┏━━

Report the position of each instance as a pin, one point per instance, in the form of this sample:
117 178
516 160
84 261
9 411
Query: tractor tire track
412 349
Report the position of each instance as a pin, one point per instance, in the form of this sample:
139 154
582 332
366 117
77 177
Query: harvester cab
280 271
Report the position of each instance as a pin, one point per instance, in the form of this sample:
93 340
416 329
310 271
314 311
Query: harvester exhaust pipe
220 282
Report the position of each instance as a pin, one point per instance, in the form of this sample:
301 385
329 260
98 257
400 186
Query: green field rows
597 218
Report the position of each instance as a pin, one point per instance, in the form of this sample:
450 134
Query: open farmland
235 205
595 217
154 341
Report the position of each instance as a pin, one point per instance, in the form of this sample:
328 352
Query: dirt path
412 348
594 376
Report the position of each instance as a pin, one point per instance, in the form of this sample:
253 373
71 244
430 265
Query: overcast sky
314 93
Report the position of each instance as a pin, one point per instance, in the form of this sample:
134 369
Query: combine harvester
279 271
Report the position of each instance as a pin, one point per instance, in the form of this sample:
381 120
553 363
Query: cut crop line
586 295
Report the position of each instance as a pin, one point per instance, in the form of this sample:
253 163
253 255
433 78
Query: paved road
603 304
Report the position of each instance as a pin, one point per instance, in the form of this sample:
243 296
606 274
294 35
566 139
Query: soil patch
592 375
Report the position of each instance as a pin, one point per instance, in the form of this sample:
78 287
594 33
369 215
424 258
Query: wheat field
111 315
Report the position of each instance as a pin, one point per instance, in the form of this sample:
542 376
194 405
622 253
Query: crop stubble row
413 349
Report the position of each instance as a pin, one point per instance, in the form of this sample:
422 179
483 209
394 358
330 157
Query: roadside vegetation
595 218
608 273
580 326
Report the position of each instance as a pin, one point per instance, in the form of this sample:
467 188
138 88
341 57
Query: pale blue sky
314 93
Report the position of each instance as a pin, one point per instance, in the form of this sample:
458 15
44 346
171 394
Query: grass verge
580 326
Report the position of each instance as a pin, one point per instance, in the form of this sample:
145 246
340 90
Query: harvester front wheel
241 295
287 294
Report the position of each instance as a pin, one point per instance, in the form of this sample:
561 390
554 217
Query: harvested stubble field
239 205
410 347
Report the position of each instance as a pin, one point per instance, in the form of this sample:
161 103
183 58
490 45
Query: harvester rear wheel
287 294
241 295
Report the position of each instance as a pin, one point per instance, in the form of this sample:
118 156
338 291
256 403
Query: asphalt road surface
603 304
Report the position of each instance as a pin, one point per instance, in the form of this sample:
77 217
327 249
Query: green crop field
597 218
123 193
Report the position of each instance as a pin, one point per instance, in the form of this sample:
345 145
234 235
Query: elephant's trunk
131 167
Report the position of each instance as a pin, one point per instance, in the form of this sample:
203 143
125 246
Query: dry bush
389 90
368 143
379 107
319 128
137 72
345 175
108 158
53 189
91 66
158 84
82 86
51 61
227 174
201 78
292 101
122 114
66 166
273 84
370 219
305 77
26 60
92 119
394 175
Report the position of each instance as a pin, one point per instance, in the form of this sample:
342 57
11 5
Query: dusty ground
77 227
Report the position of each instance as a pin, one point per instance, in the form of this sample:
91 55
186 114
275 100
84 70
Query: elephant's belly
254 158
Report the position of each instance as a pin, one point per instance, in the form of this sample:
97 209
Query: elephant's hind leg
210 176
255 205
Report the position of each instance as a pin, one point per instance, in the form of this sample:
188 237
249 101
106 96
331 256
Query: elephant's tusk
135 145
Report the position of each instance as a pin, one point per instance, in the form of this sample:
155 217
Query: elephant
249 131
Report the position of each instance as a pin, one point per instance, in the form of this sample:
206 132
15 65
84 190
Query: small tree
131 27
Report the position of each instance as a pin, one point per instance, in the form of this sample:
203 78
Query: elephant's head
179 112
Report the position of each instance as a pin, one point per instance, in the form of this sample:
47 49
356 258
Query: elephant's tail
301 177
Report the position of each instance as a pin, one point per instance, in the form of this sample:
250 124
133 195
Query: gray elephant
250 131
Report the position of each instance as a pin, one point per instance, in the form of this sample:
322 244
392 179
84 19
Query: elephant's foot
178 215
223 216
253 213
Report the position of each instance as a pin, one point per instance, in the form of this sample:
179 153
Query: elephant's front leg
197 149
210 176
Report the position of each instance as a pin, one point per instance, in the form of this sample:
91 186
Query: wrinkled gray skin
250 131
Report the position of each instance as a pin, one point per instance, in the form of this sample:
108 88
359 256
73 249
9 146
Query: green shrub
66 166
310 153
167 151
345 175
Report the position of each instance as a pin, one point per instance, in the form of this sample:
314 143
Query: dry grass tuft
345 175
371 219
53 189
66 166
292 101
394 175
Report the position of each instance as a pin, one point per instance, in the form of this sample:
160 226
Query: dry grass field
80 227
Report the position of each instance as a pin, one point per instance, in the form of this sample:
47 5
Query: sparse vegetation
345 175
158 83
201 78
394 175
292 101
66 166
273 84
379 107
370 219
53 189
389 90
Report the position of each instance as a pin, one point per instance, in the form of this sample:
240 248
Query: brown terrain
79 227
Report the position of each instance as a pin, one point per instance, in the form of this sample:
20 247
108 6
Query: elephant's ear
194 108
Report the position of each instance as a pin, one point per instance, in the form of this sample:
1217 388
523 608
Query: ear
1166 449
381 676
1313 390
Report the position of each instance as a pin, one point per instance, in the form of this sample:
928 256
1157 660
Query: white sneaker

┗━━

> _WHAT TO DO_: Give all of the lines above again, exactly as they are.

> _ANSWER TO THIS TASK_:
Report the position of each instance as a pin, one point per instance, in the form of this sample:
117 178
516 160
84 261
9 411
Query: tractor tire track
412 349
Report the position of each instance as a pin, one point per instance, in the form of this sample:
139 154
582 332
366 117
77 177
Query: harvester cab
280 271
Report the position of each instance as a pin, one point per instance, in the form of this sample:
93 340
416 329
310 271
314 311
Query: harvester exhaust pipe
220 282
Report the position of each instance as a pin, one point per instance, in the form of this sample:
301 385
329 260
98 257
400 186
Query: green field rows
597 218
Report the position of each instance as a pin, one point per instance, in the form of this sample:
450 134
Query: open farmland
235 205
595 217
154 341
Report the position of each instance as a pin, one point per instance, in the form of this sample:
328 352
Query: dirt path
412 348
594 376
Report the position of each instance as a pin, one point per instance, in the form of this sample:
253 373
71 244
430 265
Query: overcast sky
314 93
Report the position of each instance as a pin, one point per instance, in the form of this sample:
134 369
Query: combine harvester
279 271
Report the position of each instance as a pin, one point per instance, in the form of this sample:
381 120
553 363
Query: cut crop line
586 295
Report the position of each instance as a pin, one point per instance, in the form of this sample:
253 163
253 255
433 78
Query: paved road
603 304
Report the position of each instance as a pin, one point per instance, in the form of this sample:
243 296
606 274
294 35
566 139
Query: soil patch
592 375
Report the position of each instance as a pin, one point per instance, in the form of this sample:
78 287
594 33
369 215
424 258
Query: wheat field
111 315
Report the position of each instance as a pin, one point per instance, in the form of this sample:
542 376
194 405
622 253
Query: crop stubble row
413 349
Report the position of each instance as a pin, one point per instance, in the form of this sample:
422 179
483 209
394 358
330 157
Query: roadside vegetation
595 218
608 273
580 326
Report the position of each instance as a pin, one point per instance, in the form of this sample:
467 188
138 88
341 57
Query: pale blue sky
314 93
Report the position of each instance as a pin, one point per instance, in the form of this sample:
458 15
44 346
171 394
Query: grass verge
580 326
Report the position of each instance as a pin, one point per instance, in the form of this sample:
145 246
340 90
Query: harvester front wheel
241 295
287 294
Report the position of each instance as a pin, one point per instance, in the form of this sample:
561 390
554 217
Query: harvested stubble field
239 205
410 347
Report the position of each instance as a pin, one point per instance, in the form of this sample:
161 103
183 58
490 45
Query: harvester rear wheel
287 294
241 295
Report the position of each instance as a pin, one point per instance, in the form of this sample:
118 156
338 291
256 403
Query: asphalt road surface
603 304
Report the position of each instance as a pin, one point per instance, in the form of this sample:
77 217
327 249
Query: green crop field
597 218
123 193
Report the position of each instance as a pin, one point per instance, in the form of this sample:
345 145
234 235
Query: elephant's trunk
131 167
Report the position of each instance as a pin, one point per instance, in the form of this sample:
203 143
125 246
Query: dry bush
389 90
368 143
379 107
319 128
137 72
345 175
108 158
53 189
91 66
158 84
82 86
51 61
227 174
201 78
292 101
122 114
66 166
273 84
370 219
305 77
26 60
92 119
394 175
Report the position of each instance as a pin, one point per instance, in the form of this sample:
342 57
11 5
Query: dusty ground
77 227
Report the position of each instance as a pin, one point per instance, in the form of this sample:
91 55
186 114
275 100
84 70
Query: elephant's belly
254 158
Report the position of each instance as a pin, one point per instance, in the form of this sample:
97 209
Query: elephant's hind leg
210 176
255 205
Report the position of each instance as a pin, one point per instance, in the form of this sample:
188 237
249 101
106 96
331 256
Query: elephant's tusk
135 145
Report the position of each instance as a pin, one point per instance, in the form of this sample:
155 217
Query: elephant
249 131
Report the position of each instance as a pin, one point per instance, in the form of this sample:
206 132
15 65
84 190
Query: small tree
131 27
Report the position of each instance as a pin, one point per instance, in the form of this sample:
203 78
Query: elephant's head
179 112
Report the position of each instance as a pin, one point per instance, in the form of this sample:
47 49
356 258
Query: elephant's tail
301 177
Report the position of each instance as a pin, one point per instance, in the form of this sample:
250 124
133 195
Query: gray elephant
250 131
Report the position of each instance as a pin, one point per instance, in the form of this sample:
322 244
392 179
84 19
Query: elephant's foot
178 215
223 216
253 213
Report the position of each instance as a pin, one point per instance, in the form of this sample:
179 153
Query: elephant's front leg
197 149
210 176
Report the position of each instance as a pin, one point per instance, in the form of this sample:
91 186
Query: wrinkled gray skin
250 131
Report the position of each instance as a pin, one point per instance, in the form of this sample:
108 88
359 256
73 249
9 146
Query: green shrub
66 166
310 153
167 151
345 175
Report the position of each instance as a pin, one point per instance, in the form of this sample:
314 143
Query: dry grass tuft
345 175
371 219
53 189
66 166
292 101
394 175
Report the position of each instance as a pin, one point per instance, in the form of this sample:
160 226
Query: dry grass field
80 227
Report the position of each instance as a pin, one point per instance, in the form of this sample:
47 5
Query: sparse vegetation
345 175
158 83
201 78
394 175
292 101
66 166
273 84
379 107
370 219
53 189
389 90
Report the position of each instance as a pin, one point per instance, in the form of this sample:
240 248
Query: brown terrain
79 227
Report the position of each instance as a pin, one point per instance, in the form of this sample:
20 247
108 6
Query: elephant's ear
194 108
Report the position of each instance as a pin, one point per instance, in the form of this sample:
1217 388
523 608
Query: ear
1166 449
381 676
1313 390
Report the position of each instance as a pin, one point per instance, in the form of this sample:
928 256
1157 660
Query: white sneaker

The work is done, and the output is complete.